[DO THIS]
Please reproduce all of the data below verbatim, line for line.

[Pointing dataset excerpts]
========================================
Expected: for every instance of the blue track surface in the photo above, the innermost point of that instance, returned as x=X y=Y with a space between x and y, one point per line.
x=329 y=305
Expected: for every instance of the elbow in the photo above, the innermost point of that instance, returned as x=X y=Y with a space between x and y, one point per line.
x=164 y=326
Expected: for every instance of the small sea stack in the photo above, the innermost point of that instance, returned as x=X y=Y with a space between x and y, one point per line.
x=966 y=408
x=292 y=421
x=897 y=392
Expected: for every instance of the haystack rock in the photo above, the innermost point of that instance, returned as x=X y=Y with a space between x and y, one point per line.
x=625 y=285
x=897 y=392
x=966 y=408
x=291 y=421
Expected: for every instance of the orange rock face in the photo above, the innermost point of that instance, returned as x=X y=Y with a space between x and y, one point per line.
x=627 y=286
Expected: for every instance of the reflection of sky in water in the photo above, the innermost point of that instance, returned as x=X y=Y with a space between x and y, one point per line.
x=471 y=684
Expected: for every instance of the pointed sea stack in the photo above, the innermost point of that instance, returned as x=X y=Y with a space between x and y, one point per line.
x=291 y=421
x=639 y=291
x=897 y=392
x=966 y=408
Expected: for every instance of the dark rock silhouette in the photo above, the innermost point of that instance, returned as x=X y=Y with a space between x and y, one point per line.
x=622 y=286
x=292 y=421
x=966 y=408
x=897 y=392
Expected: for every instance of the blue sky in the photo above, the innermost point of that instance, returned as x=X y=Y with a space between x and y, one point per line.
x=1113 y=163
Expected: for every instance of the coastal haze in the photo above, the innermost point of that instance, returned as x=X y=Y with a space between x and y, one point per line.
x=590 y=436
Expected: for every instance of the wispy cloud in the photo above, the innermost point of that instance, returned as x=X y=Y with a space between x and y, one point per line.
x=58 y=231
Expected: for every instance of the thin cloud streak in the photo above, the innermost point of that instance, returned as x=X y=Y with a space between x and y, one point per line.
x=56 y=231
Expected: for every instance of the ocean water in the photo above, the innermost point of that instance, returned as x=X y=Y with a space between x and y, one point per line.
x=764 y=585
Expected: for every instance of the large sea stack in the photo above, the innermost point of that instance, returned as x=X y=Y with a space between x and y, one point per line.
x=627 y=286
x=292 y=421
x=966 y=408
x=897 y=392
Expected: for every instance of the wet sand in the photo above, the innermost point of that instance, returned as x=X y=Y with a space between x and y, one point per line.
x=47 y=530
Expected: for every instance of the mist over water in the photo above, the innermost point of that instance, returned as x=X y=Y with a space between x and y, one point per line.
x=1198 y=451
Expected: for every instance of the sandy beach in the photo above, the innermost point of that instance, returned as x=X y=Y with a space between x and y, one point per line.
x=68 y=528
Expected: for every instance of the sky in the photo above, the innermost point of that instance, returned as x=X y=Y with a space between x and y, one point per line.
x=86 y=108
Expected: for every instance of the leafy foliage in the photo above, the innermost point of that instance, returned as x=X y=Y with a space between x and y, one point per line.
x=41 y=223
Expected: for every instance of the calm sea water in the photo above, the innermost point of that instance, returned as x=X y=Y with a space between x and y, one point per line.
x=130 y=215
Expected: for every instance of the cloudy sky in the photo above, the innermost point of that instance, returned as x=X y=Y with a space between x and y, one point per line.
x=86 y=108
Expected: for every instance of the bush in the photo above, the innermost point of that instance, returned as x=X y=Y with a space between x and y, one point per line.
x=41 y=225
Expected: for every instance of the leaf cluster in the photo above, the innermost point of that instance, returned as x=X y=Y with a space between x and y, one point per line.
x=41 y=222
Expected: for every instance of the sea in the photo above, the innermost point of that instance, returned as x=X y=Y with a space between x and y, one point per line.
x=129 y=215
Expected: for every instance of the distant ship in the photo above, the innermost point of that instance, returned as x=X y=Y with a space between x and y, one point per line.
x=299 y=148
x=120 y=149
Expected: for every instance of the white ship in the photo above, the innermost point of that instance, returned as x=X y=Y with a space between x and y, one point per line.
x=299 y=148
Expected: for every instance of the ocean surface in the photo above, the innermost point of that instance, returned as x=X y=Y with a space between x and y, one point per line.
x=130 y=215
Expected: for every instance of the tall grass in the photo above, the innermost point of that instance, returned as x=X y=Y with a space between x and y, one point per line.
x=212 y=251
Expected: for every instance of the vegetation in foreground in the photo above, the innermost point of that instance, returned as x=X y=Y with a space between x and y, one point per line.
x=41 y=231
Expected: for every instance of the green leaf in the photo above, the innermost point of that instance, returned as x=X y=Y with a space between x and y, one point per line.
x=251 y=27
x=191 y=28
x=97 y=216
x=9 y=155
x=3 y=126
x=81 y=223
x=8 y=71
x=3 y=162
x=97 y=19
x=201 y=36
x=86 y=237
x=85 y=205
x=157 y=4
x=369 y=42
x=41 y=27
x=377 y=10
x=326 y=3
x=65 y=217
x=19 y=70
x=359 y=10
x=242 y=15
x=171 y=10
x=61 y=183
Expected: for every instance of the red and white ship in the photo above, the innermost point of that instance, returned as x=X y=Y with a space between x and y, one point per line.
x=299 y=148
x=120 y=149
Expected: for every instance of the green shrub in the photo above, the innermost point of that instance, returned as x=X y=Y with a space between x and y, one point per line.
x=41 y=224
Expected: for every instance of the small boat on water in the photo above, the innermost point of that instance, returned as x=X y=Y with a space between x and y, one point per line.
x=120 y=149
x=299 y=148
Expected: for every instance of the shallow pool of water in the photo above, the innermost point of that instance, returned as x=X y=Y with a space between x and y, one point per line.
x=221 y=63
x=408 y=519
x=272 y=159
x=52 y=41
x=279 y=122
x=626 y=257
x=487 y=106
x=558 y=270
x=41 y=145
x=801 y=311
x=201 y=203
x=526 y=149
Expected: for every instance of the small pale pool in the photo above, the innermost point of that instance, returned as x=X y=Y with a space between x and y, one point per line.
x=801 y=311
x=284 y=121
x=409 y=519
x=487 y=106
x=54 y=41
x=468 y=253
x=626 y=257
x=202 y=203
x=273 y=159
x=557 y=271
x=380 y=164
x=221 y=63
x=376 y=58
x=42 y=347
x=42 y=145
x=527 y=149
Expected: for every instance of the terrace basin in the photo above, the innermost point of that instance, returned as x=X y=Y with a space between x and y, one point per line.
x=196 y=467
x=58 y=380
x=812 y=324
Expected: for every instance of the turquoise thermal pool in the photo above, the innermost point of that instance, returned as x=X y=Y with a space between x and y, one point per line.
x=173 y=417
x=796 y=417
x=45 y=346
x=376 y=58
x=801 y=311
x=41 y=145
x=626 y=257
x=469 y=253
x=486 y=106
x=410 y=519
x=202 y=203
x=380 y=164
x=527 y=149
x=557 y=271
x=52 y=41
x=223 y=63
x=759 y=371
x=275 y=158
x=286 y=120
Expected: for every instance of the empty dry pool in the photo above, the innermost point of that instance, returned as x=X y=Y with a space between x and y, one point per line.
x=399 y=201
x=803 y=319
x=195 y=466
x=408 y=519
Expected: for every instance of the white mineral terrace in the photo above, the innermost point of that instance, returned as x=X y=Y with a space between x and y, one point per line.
========================================
[RESPONSE BELOW]
Expected: for every instance of the blue track surface in the photo above, the innermost point of that instance, returned as x=X y=Y with a space between x and y, one point per line.
x=329 y=305
Expected: for every instance of the elbow in the photo above, the innermost point of that instance, returned as x=X y=Y with a space between x and y, one point per line.
x=164 y=326
Expected: for every instance of the small sea stack in the photo above, the innermost point of that instance, returned as x=X y=Y with a space between x and y, one point per line.
x=966 y=408
x=292 y=421
x=897 y=392
Expected: for every instance of the haystack rock in the photo above, the innermost point of that instance, returned as x=X y=Y with a space between x and y, one point per line.
x=625 y=285
x=897 y=392
x=966 y=408
x=291 y=421
Expected: for every instance of the orange rock face in the photo above, the innermost point of that instance, returned as x=X y=Y with a space between x and y, one point per line.
x=627 y=286
Expected: for every instance of the reflection of sky in water in the photo above, the innermost point of that instance, returned as x=X y=Y with a space between x and y, one point per line.
x=471 y=684
Expected: for every instance of the pointed sea stack in the photo above, the innermost point of that instance, returned as x=X y=Y with a space between x and y, one point per line.
x=291 y=421
x=639 y=291
x=897 y=392
x=966 y=408
Expected: for every instance of the dark rock silhouette in the photo above, the innermost point of that instance, returned as x=X y=Y with a space between x and y, one point per line.
x=622 y=286
x=292 y=421
x=966 y=408
x=897 y=392
Expected: for every instance of the blue sky in the photo above, the innermost point of that instance, returned as x=X y=Y with a space between x and y, one point per line.
x=1113 y=163
Expected: for every instance of the coastal haze in the photo above, the innermost point of that instance, returned as x=X y=Y with a space between x and y, one point per line.
x=590 y=436
Expected: for every instance of the wispy cloud in the photo above, the innermost point of that instance, returned as x=X y=Y with a space between x and y, one point per line.
x=58 y=231
Expected: for every instance of the thin cloud streak in the photo above, the innermost point of that instance, returned as x=X y=Y with a space between x and y, one point per line.
x=56 y=231
Expected: for every instance of the ocean water in the photo above, the innermost point of that instance, returned as x=X y=Y with a space between x and y, one point per line.
x=764 y=585
Expected: for every instance of the large sea stack in the photo above, the innermost point of that instance, returned as x=X y=Y with a space between x and y, one point per line.
x=627 y=286
x=292 y=421
x=966 y=408
x=897 y=392
Expected: for every instance of the wet sand in the photo above, the innermost point of that instance, returned as x=X y=Y with a space between x and y, one point per line.
x=47 y=530
Expected: for every instance of the mist over water in the photo above, the innermost point of that instance, returned as x=X y=Y with a space between x and y, one point per line.
x=1198 y=451
Expected: for every instance of the sandy beach in the photo above, the innermost point of that instance, returned as x=X y=Y with a space between x and y, one point per line.
x=68 y=528
Expected: for every instance of the sky in the photo above, the innermost point of that instance, returned as x=X y=Y with a space between x and y, one point per line.
x=86 y=108
Expected: for every instance of the leafy foliage in the photo above, the innermost point of that instance, returned as x=X y=Y with a space between x and y, one point per line.
x=41 y=223
Expected: for every instance of the calm sea water in the photo above, the innermost point of that instance, returned as x=X y=Y with a space between x and y, one point per line.
x=130 y=215
Expected: for every instance of the cloudy sky in the photo above, the innermost point of that instance, returned as x=X y=Y with a space between x and y, one point per line.
x=86 y=108
Expected: for every instance of the bush in the photo above, the innermost point of that instance, returned as x=X y=Y with a space between x and y, one point per line.
x=41 y=225
Expected: for every instance of the leaf cluster in the photo above, the innermost point of that instance, returned as x=X y=Y with a space between x and y, one point per line.
x=41 y=222
Expected: for every instance of the sea in the photo above, the innermost point of that instance, returned as x=X y=Y with a space between x and y, one point per line.
x=129 y=215
Expected: for every instance of the distant ship in the photo above, the innermost point of that instance, returned as x=X y=Y with a space between x and y, one point per line.
x=299 y=148
x=120 y=149
Expected: for every instance of the white ship in the photo above, the innermost point of that instance, returned as x=X y=Y with a space between x and y, one point per line.
x=299 y=148
Expected: for every instance of the ocean surface in the photo above, the innermost point of that instance, returned as x=X y=Y with a space between x and y, one point per line.
x=130 y=215
Expected: for every instance of the tall grass in the photo above, the innermost point of that instance, returned as x=X y=Y with a space between x and y, one point per line.
x=212 y=251
Expected: for every instance of the vegetation in foreground in the photo above, the innermost point of that instance, returned as x=X y=Y with a space between x and y, one point per line.
x=41 y=231
Expected: for every instance of the green leaf in the photo above, the innermost point of that instance, returned as x=X y=Y with a space between x and y, one point per line.
x=251 y=27
x=191 y=28
x=97 y=216
x=9 y=155
x=3 y=126
x=81 y=223
x=8 y=71
x=3 y=162
x=97 y=19
x=201 y=36
x=86 y=237
x=85 y=205
x=157 y=4
x=369 y=42
x=41 y=27
x=377 y=10
x=326 y=3
x=65 y=217
x=19 y=70
x=359 y=10
x=242 y=15
x=171 y=10
x=61 y=183
Expected: for every instance of the red and white ship in the photo above, the innermost point of that instance, returned as x=X y=Y with a space between x and y, one point per line.
x=299 y=148
x=120 y=149
Expected: for every instance of the green shrub in the photo above, the innermost point of that instance, returned as x=X y=Y with a space between x and y, one point per line.
x=41 y=224
Expected: for every instance of the small boat on water in the photo above, the innermost point of that instance, returned as x=X y=Y with a space between x and y, one point per line.
x=120 y=149
x=299 y=148
Expected: for every instance of the shallow pool of water in the photo above, the innermost point of that instance, returned as x=X y=Y with a space between x and y, one point per line.
x=221 y=63
x=408 y=519
x=272 y=159
x=52 y=41
x=279 y=122
x=626 y=257
x=487 y=106
x=558 y=270
x=41 y=145
x=801 y=311
x=201 y=203
x=526 y=149
Expected: for every instance of the small pale pool in the photo above, the innermost point of that instance, returned as x=X y=Y with a space between x and y, one point per line.
x=801 y=311
x=284 y=121
x=409 y=519
x=487 y=106
x=54 y=41
x=468 y=253
x=626 y=257
x=202 y=203
x=273 y=159
x=557 y=271
x=380 y=164
x=221 y=63
x=376 y=58
x=42 y=347
x=42 y=145
x=527 y=149
Expected: for every instance of the terrace basin in the photo above, the innermost point of that instance, returned as x=X y=Y with a space between x and y, one point per line.
x=196 y=467
x=58 y=380
x=812 y=324
Expected: for every instance of the turquoise thermal pool in the photo above, the innermost point of that instance, returned as x=X y=Y with a space between x and y, one point per line.
x=173 y=417
x=796 y=417
x=45 y=346
x=376 y=58
x=801 y=311
x=41 y=145
x=626 y=257
x=469 y=253
x=486 y=106
x=410 y=519
x=202 y=203
x=380 y=164
x=527 y=149
x=557 y=271
x=52 y=41
x=223 y=63
x=759 y=371
x=275 y=158
x=286 y=120
Expected: for every instance of the empty dry pool in the photo above, the innermost point of that instance, returned as x=X y=Y with a space between x and y, one point per line.
x=399 y=201
x=803 y=319
x=195 y=466
x=408 y=519
Expected: for every instance of the white mineral terrace in the photo above, the innermost point of that instance, returned as x=X y=Y with a space between x and y, one point per line.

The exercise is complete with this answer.